:: CONSIGNE ::
Rédigez la suite du récit sur l'invasion du Rwanda venue du Bunyoro, en reprenant juste après sa dernière phrase.

:: EXTRAIT DE PAGE ::
+--
Nous avons cependant trouvé une autre liste publiée par J.W. Nyakatura, dans son livre Abakama ba Bunyoro-Kitara (St-Justin, P.Q., Canada, 1947, p. 77-78). Ici, malheureusement, entre Nyabwongo I .« Bulemu » (qui est Nyabwongo II « Bulemu » chez Mgr Gorju) ont ‘été intercalés d’autres noms. En foute hypothèse, J.W. Nyakatura attribue à ce Nyabwongo I Rumoma-mahanga l’invasion du Rwanda. Ce Roi, disent les traditions au Bunyoro, aurait passé 4 ans en notre pays (ibidem p. 96-97).

  1. Les Mémorialistes Rwandais et les Aèdes du genre dynastique, désignent donc ce monarque comme Cwa fils de Nyabungo ; nous corrigeons ce dernier nom en Nyabwongo comme il se devait. Lorsque se produisit l’invasion, Kigeli I avait sa résidence sur le mont Kigali. Les envahisseurs arrivèrent en deux colonnes : l’une déboucha de l’ancienne province du Bwanacyambwe, à l’Est de Kigali, tandis que la deuxième arrivait du Nord en suivant le cours de la Nyabugogo. Cette dernière subit une défaite dans le Gatsata, au pied du Jali (en face de la ville capitale actuelle). Quant à la colonne venant de l’Est, elle se heurta aux guerriers envoyés à sa rencontre sous le commandement du prince Sekarongoro. La bataille eut lieu à la colline de Musave (en la Commune actuelle de Rubungo) et le prince Sekarongoro y fut blessé d’une javeline au front.

 

  1. Les Rwandais furent battus et se replièrent sur Kigali. Le monarque dut fuir de sa capitale que les envahisseurs incendièrent sous ses yeux ; il avait passé la Nyabarongo et fixé son camp à Runda, localité qui monte de la vallée de la Nyabarongo. Des cérémonies magiques ordonnées à faire reculer les envahisseurs ne manquèrent évidemment pas. Un arbre mémorial de ce genre, appelé Umuganzacyaro, fut planté sur les lieux du camp, et donna son nom à l’un des contreforts du massif de Runda, où il était ensuite devenu un arbre géant. Ce nom « Umuganzacyaro » est de la langue rwandaise archaïque, signifiant : « Triomphateur-sur-le-pays-étranger ».
+--
:: DONNÉES FOURNIES ::
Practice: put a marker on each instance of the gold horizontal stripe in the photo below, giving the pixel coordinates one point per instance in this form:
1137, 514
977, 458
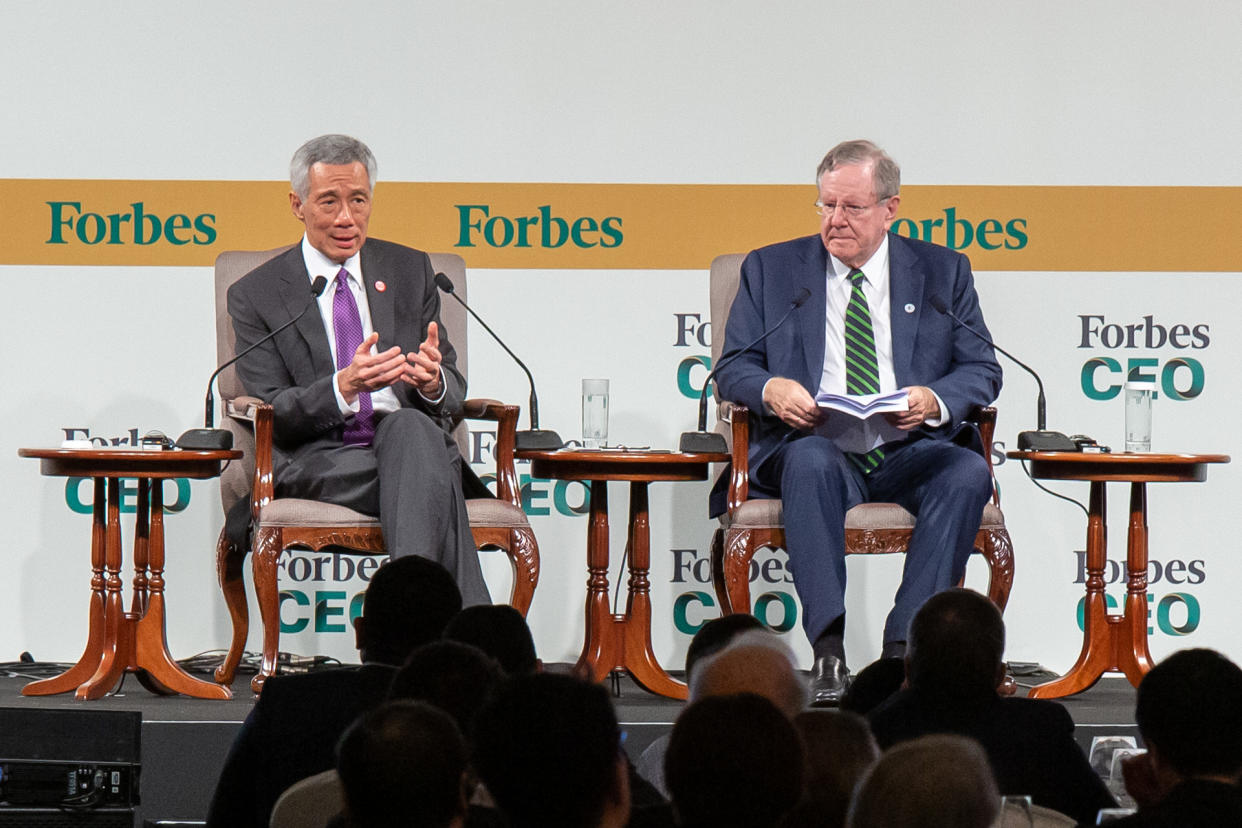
+--
:: RÉPONSE ::
  1. Les vainqueurs essayèrent bien de passer la Nyabarongo, à la poursuite de Kigeli I, pour lui arracher le riche butin de vaches qui avaient été évacuées. Quelques éléments, ayant réussi à atteindre la rive occidentale, furent facilement vaincus par les Rwandais, à l’endroit appelé depuis lors Ishinjaniro au pied de la localité Gihara. (en la Commune actuelle de Runda). Ceux qui furent faits prisonniers, eurent les doigts et les oreilles coupés et furent renvoyés vers le gros de l’expédition, afin de le terroriser.

Remarquons que le terme « Ishinjaniro » est un monument de cette victoire en réalité trop facile. Dans la langue archaïque, il signifie : «Lieu-de-la-victoire. Dans la langue moderne nous dirions : Itsindaniro. Comme il se présente sous la forme de réciprocité, sa traduction plus littérale est « Lieu-de-la-victoire-de-part-et d’autre », « de la Victoire réciproque : » les uns triomphant, puis les autres à leur tour. Dans « Ishinjaniro », la racine est « shinj- ». Elle est conservée dans la langue moderne dans le verbe (gu)shi-nja : être témoin à charge (faire vaincre par le témoignage) ; et dans le substantif ishinjo = amphore d’hydromel dégusté durant les séances de hauts faits (autour de laquelle chaque héros narre ses victoires).

 

  1. Nous avons vu que le prince Sekarongoro fut blessé au front à la bataille de Musave. Il n’était certainement pas parti en Libérateur, car autrement il aurait dû se laisser tuer. Ce fut donc par le simple hasard des combats qu’il fut atteint. Mais ensuite son sang versé fut considéré comme un élément décisif dans la lutte engagée contre les Abanyoro et il fut décoré du surnom de Mutabazi = le Libérateur, qui éclipsera progressivement son vrai nom.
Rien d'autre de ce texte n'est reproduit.